Select all lines holding the word "white" from the entries that follow.

Dataset items:
○ ○ ○ ○ ○ ○ ○

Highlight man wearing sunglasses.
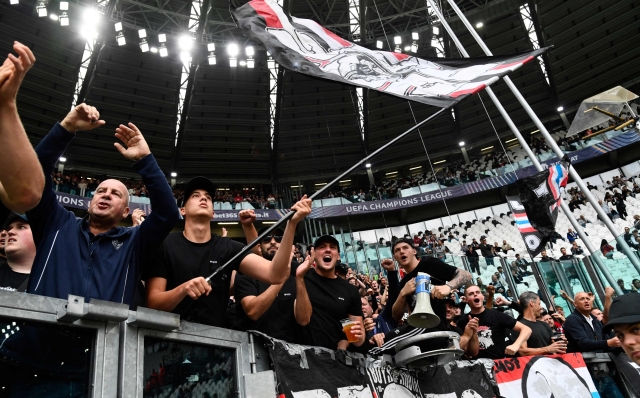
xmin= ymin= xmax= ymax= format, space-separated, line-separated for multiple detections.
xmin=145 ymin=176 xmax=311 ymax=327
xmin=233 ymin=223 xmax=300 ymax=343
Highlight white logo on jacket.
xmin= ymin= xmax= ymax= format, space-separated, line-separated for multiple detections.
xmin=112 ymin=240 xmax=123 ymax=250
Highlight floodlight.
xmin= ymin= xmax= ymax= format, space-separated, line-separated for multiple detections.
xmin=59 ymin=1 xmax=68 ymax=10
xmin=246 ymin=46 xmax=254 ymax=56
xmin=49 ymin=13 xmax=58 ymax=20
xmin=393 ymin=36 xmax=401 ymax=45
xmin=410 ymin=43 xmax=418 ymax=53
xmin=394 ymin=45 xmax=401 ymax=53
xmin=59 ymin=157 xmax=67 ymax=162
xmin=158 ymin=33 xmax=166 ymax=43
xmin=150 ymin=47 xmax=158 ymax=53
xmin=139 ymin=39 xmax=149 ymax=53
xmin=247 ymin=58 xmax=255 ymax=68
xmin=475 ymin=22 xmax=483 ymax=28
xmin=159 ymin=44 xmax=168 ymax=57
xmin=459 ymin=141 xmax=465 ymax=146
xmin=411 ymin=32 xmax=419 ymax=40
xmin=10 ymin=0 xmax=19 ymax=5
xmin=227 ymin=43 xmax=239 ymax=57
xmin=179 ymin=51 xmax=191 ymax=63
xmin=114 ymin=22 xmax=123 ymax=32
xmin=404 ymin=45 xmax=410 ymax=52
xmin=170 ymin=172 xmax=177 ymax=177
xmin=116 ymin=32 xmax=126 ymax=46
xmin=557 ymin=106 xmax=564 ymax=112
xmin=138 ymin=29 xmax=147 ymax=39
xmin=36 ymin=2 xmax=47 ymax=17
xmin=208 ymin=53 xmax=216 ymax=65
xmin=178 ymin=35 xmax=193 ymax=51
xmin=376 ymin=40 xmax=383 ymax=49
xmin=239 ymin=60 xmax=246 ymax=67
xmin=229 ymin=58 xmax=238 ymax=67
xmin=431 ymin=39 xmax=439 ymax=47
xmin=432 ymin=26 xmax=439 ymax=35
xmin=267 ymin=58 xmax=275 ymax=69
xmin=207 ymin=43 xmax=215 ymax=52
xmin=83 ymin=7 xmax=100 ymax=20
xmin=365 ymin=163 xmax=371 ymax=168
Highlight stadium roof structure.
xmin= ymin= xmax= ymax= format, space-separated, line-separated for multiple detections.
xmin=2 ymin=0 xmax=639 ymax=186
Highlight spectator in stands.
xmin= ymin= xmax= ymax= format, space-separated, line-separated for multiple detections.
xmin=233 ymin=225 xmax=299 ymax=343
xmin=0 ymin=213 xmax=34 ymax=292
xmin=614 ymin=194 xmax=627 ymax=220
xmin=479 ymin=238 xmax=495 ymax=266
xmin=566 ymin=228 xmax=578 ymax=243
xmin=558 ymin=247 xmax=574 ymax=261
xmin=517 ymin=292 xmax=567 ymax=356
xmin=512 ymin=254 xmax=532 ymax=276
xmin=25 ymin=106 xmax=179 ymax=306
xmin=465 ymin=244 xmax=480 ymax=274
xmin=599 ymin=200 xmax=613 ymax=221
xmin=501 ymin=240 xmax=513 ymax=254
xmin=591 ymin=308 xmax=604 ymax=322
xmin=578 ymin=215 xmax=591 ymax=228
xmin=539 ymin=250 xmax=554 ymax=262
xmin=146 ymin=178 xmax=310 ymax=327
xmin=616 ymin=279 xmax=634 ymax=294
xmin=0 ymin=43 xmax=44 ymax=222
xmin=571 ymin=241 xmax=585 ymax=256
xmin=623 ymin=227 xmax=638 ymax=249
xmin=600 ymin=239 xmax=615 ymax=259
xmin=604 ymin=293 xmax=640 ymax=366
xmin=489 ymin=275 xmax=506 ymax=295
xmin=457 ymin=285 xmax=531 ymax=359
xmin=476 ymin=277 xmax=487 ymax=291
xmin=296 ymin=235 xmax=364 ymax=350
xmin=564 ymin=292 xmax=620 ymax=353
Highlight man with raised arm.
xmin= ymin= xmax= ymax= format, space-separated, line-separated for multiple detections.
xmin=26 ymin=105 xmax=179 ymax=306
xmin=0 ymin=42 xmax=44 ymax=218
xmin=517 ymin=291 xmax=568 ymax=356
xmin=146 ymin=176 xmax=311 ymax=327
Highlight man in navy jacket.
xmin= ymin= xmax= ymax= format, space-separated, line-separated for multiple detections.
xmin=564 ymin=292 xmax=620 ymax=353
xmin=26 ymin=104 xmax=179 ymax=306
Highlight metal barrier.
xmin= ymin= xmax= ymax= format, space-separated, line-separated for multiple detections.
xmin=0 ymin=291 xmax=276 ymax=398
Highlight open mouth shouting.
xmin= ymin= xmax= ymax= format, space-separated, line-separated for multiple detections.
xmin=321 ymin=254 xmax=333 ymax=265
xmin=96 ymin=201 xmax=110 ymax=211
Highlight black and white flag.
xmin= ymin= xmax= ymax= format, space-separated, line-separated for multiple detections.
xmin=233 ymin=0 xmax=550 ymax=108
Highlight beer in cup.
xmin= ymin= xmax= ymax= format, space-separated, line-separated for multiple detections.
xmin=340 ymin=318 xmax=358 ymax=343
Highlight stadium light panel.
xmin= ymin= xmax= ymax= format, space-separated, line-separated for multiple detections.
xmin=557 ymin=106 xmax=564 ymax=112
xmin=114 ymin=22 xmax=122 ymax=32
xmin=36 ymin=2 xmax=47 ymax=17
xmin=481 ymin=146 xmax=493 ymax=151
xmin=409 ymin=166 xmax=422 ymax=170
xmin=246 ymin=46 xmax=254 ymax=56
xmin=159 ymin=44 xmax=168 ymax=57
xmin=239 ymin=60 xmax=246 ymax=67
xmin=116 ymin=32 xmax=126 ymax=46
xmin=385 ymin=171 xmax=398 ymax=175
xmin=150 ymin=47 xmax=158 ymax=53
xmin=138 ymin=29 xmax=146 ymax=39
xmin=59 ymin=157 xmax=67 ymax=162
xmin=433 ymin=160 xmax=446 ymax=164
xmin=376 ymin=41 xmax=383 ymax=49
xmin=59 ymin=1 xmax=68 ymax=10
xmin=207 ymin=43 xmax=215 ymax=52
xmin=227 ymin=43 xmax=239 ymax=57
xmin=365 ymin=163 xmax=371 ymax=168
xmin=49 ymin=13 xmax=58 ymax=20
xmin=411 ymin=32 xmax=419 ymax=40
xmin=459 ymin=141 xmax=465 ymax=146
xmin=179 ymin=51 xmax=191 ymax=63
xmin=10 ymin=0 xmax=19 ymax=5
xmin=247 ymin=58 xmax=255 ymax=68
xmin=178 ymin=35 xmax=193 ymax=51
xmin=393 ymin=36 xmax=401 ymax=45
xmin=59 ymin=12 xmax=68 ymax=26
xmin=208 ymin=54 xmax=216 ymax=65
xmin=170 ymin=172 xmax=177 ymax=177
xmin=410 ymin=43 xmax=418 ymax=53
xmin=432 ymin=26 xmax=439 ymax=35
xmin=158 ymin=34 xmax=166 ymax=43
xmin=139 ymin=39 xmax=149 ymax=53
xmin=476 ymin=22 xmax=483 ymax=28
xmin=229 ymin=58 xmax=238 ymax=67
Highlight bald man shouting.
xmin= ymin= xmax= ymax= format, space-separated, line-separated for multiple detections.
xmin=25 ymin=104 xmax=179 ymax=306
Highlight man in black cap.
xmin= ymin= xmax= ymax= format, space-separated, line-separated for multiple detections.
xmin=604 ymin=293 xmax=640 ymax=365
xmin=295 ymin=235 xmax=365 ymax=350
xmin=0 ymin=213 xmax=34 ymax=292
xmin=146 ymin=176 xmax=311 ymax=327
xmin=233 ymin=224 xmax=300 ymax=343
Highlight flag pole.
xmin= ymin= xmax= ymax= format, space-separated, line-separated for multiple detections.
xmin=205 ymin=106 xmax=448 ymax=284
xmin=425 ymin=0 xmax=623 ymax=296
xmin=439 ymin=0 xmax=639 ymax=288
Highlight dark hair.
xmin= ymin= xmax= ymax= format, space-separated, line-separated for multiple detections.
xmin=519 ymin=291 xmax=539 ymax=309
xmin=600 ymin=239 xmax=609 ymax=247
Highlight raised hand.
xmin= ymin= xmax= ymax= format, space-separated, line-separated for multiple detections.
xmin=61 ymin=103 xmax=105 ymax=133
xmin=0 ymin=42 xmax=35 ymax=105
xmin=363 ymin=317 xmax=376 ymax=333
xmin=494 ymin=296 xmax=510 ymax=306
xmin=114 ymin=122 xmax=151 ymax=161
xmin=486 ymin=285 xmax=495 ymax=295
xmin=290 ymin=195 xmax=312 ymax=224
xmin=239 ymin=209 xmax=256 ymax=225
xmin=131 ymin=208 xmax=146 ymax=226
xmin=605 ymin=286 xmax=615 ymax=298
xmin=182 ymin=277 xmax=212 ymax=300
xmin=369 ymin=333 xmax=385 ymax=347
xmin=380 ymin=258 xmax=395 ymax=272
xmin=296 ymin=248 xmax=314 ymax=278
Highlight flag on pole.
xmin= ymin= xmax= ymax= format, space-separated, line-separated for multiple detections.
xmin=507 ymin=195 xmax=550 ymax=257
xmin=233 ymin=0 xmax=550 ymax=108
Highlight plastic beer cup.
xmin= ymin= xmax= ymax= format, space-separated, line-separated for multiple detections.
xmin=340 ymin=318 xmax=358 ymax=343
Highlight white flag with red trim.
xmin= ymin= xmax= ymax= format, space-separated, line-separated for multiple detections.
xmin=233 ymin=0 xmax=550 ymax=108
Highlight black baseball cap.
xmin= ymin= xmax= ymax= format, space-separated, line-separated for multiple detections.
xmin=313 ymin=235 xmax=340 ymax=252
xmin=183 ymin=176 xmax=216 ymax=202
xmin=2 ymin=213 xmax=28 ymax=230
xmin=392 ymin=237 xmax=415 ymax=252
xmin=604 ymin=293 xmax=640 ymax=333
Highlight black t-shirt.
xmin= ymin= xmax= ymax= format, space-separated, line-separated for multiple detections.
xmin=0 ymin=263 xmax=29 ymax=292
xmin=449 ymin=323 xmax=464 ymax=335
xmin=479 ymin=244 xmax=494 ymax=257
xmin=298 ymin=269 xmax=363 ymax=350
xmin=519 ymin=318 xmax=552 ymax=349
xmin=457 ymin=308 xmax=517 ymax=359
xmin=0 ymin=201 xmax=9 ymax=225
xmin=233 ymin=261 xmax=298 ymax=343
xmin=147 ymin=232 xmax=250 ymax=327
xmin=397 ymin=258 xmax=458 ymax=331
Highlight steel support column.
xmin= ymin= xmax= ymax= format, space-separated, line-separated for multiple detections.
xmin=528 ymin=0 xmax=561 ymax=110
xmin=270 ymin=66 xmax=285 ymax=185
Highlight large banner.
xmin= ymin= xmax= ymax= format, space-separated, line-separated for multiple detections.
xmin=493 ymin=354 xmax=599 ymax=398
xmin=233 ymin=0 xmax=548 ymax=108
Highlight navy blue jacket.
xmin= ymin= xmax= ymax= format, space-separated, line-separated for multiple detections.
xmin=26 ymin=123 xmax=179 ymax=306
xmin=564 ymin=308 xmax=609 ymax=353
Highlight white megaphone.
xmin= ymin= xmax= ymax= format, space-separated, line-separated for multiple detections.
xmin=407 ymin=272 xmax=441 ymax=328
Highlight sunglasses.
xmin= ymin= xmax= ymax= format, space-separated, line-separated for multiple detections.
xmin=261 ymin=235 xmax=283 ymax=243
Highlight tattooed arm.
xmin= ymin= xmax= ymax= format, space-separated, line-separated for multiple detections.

○ ○ ○ ○ ○ ○ ○

▸ **Written solution**:
Highlight white logo on jacket.
Highlight black and white flag.
Highlight white flag with red trim.
Highlight white megaphone.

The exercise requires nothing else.